Texte
On trouve surtout de ces niveleurs dans les littératures qui sont en fermentation, et ils ont une grande influence chez un bon peuple qui recherche dans les arts et les sciences la convenance et la juste mesure plutôt que l’excellent.

En revanche, la spirituelle nation française eut bientôt éventé Fréron, et Voltaire n’y contribua pas peu en ne cessant de combattre son adversaire d’une manière juste et injuste, mais toujours spirituelle. Aucune bévue du journaliste ne passa inaperçue ; aucune forme du discours et de la poésie ne fut négligée, jusqu’à produire l’homme sur la scène, sous le nom de Frélon, dans l’Écossaise.

Voltaire qui, dans ses innombrables écrits, surpassait l’attente du monde, amusa aussi dans cette affaire le public par des facéties toujours nouvelles et surprenantes ; il s’en prit au journaliste et à tous ses favoris, dont il rejeta les ridicules sur leur protecteur.

On vit alors clairement les vaines prétentions de l’homme. Fréron perdit son crédit, même celui qu’il méritait, parce que, au bout du compte, le public, comme les dieux, aime à se ranger du côté des vainqueurs.

La personne de Fréron en a été tellement défigurée et obscurcie, que la postérité a de la peine à se faire une juste idée des mérites de cet homme et de ce qui lui manquait.




DU GOUT.


« Le goût, dit-il, le goût est une chose… En vérité, je ne sais quelle chose il dit que c’était. Il ne le savait pas lui-même. »

Dans ce passage, Diderot veut se moquer de ses compatriotes, qui, avec ou sans idée, ont sans cesse le mot de goût à la bouche, et qui rabaissent souvent des productions remarquables, en leur reprochant le défaut de goût.

Données à traiter
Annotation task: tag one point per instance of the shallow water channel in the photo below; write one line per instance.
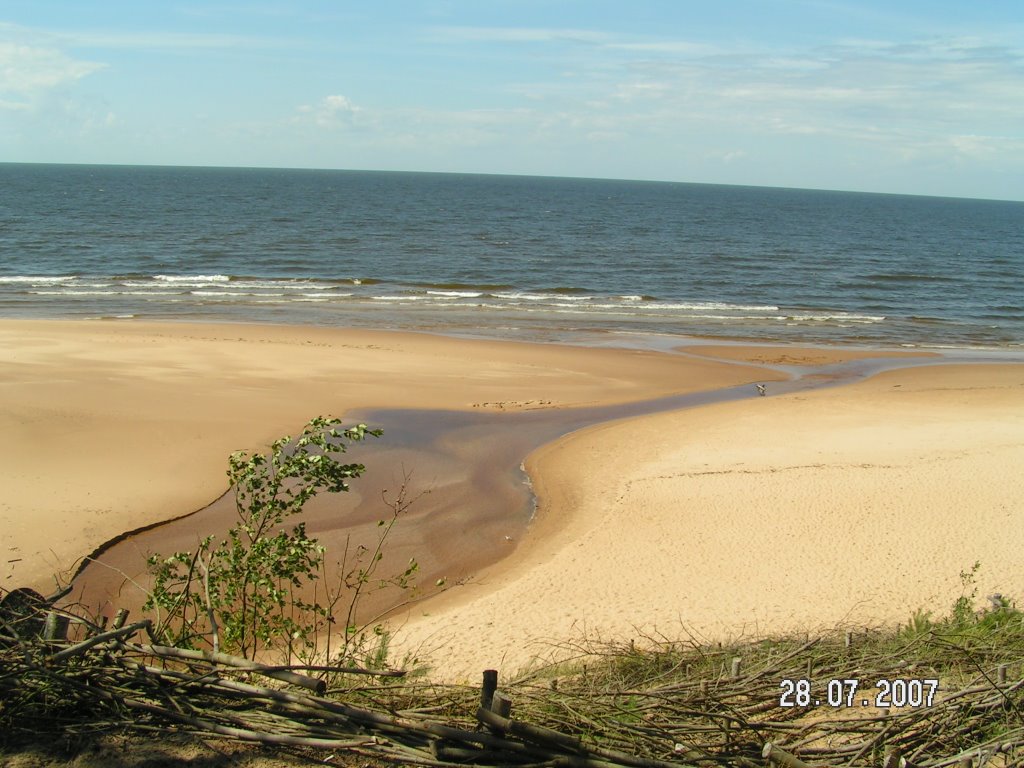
(470, 500)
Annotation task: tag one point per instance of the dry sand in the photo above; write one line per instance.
(111, 426)
(859, 503)
(851, 505)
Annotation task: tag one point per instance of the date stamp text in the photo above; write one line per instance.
(844, 693)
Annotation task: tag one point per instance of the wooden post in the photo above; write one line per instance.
(488, 688)
(784, 759)
(501, 705)
(56, 627)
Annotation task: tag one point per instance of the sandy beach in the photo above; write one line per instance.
(113, 426)
(852, 504)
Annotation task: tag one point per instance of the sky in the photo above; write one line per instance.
(876, 95)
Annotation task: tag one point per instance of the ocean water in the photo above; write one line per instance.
(506, 256)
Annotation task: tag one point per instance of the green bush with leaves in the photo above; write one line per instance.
(243, 594)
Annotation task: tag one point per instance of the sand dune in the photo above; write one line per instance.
(857, 504)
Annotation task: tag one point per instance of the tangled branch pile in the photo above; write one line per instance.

Exercices écrits
1. Selon le texte, sous quel nom Fréron fut-il porté sur la scène, et dans quelle pièce ?
2. Transcrivez l'ensemble des lignes des enregistrements en une liste numérotée, en omettant les lignes vides. Les images ne doivent pas figurer dans votre réponse.
Le texte et les enregistrements n'ont aucun lien entre eux.

Corrigés
1. Sous le nom de Frélon, dans l'Écossaise.

2.
1. Annotation task: tag one point per instance of the shallow water channel in the photo below; write one line per instance.
2. (470, 500)
3. Annotation task: tag one point per instance of the dry sand in the photo above; write one line per instance.
4. (111, 426)
5. (859, 503)
6. (851, 505)
7. Annotation task: tag one point per instance of the date stamp text in the photo above; write one line per instance.
8. (844, 693)
9. Annotation task: tag one point per instance of the wooden post in the photo above; write one line per instance.
10. (488, 688)
11. (784, 759)
12. (501, 705)
13. (56, 627)
14. Annotation task: tag one point per instance of the sandy beach in the photo above; write one line per instance.
15. (113, 426)
16. (852, 504)
17. Annotation task: tag one point per instance of the sky in the photo above; write one line per instance.
18. (876, 95)
19. Annotation task: tag one point per instance of the ocean water in the photo above; write one line per instance.
20. (506, 256)
21. Annotation task: tag one point per instance of the green bush with leaves in the photo above; write one line per instance.
22. (243, 594)
23. Annotation task: tag one point per instance of the sand dune in the photo above; write one line per instance.
24. (857, 504)
25. Annotation task: tag one point per instance of the tangled branch pile in the photo above; write one line per instance.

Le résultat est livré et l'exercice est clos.